That attention-getter is brought to you courtesy of the show Weeds, which is now in its second season on Showtime. Weeds is the ideal show for people who like dramas, and at the same time pleases those who love stupid comedies. It is, in a sense, Desperate Housewives Go To White Castle.

The show delivers its message through a chic upper class California setting that could easily represent my hometown on the opposite coast or any other suburban town in the United States. The show perfectly depicts the politics that run through recreational sports and PTA meetings, the soccer moms and the pressure they put on their kids, and the gossip network that runs through towns like power lines.

Mostly, the show is about family; Nancy Botwin, played by Mary-Louise Parker, has to support her family by selling marijuana after her husband dies of a heart attack. She has to deal with going to ghettos to get her drugs, the dangers of competing drug dealers and running a fake business to front her drug dealing.

Weeds also works as a great platform for Kevin Nealon’s return to television, and not just hosting stupid TBS specials. Nealon steals the show as a pot-smoking accountant who goes from Nancy’s biggest customer to partner in crime.

With a lack of Arrested Development and a decline in the quality of Entourage episodes, Weeds is now the best show on television. The only problem with the show, other than it being on Showtime, which limits its viewers, is that the creator Jenji Kohan feels the need to overtly make a social commentary through his characters.

Whether it’s showing the differences between black and white cultures, the dangers of children on prescription drugs, or the war in Iraq and George Bush, Kohan puts his views about political issues into the show a little too excessively. Of course, Kohan adds comedy to the political statements. In one scene, Nancy’s brother-in-law, Andy, asks Nealon’s character, “How can you be so blindly pro-Bush?”

Nealon’s character replies, “I like his wife Laura... I used to buy weed from her at SMU [Southern Methodist University].”

However, the saturation of satire is just a small problem and does not take away from the great plot or amazing characters Kohan creates. Also, the political commentary has completely died down in the second season. What Kohan does do is an unbelievable job at not leaving any holes in the story and making the fictional life more three-dimensional than a Magic Eye, with less eye strain.

Whether it’s Nancy missing the physicality and touch of her husband or the two sons missing their father, every detail that you’d expect to see in a similar real-life situation is in the show. Even a little thing like Nancy’s older son getting angry with a catalogue company over the phone when he sees mail for his dead father makes the characters, the plot and the setting tangible and authentic.

The second season, currently airing, started right where the first season left off, with Nancy in the bedroom of a DEA agent and how she is going to break it off without him knowing she’s a drug dealer. Also, Andy is in school to be a rabbi so he doesn’t have to go to Iraq, and Nancy and Conrad are starting a grow house. Whether you get Showtime, want to buy the first season DVD or desperately download the poor quality files illegally, I highly suggest checking out Weeds.

▶ **REQUEST**: Condense the paragraph in the Weeds review above that begins "Mostly, the show is about family" into a short bulleted list that keeps its main facts.

▶ **ENTRIES SUPPLIED**:
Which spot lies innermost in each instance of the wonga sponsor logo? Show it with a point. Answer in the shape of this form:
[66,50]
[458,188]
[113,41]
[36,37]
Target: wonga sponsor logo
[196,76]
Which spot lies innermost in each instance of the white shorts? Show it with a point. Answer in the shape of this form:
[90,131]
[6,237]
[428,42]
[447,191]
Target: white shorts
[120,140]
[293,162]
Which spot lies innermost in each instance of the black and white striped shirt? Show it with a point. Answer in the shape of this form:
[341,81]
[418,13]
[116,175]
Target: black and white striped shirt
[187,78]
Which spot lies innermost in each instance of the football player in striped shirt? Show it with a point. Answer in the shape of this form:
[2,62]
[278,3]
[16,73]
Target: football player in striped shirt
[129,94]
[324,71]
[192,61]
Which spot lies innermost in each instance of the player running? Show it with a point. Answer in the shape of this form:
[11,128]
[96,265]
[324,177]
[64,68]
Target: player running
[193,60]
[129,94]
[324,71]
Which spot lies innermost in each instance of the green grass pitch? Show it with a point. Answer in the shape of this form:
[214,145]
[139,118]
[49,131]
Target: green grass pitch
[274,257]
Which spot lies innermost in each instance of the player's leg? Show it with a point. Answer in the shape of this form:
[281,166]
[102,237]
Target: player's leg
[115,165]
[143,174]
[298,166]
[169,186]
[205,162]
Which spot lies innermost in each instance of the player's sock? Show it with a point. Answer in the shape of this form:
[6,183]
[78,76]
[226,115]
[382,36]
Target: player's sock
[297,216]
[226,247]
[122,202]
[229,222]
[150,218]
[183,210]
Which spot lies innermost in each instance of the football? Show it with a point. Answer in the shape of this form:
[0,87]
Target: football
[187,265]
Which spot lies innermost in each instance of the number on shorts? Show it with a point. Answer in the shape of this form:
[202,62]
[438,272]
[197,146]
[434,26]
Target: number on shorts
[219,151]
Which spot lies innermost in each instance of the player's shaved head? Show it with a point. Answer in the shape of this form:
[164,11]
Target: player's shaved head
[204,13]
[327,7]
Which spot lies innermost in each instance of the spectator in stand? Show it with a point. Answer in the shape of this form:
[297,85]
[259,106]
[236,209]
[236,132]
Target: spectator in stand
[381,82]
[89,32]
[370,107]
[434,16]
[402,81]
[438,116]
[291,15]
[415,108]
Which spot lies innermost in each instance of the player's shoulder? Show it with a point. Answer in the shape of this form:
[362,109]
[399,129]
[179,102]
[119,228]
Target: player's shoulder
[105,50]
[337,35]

▶ **WORKED SOLUTION**:
- The show is mainly about family.
- After her husband dies of a heart attack, Nancy Botwin (Mary-Louise Parker) supports her family by selling marijuana.
- She goes to ghettos to get her drugs.
- She faces danger from competing drug dealers.
- She runs a fake business as a front for her drug dealing.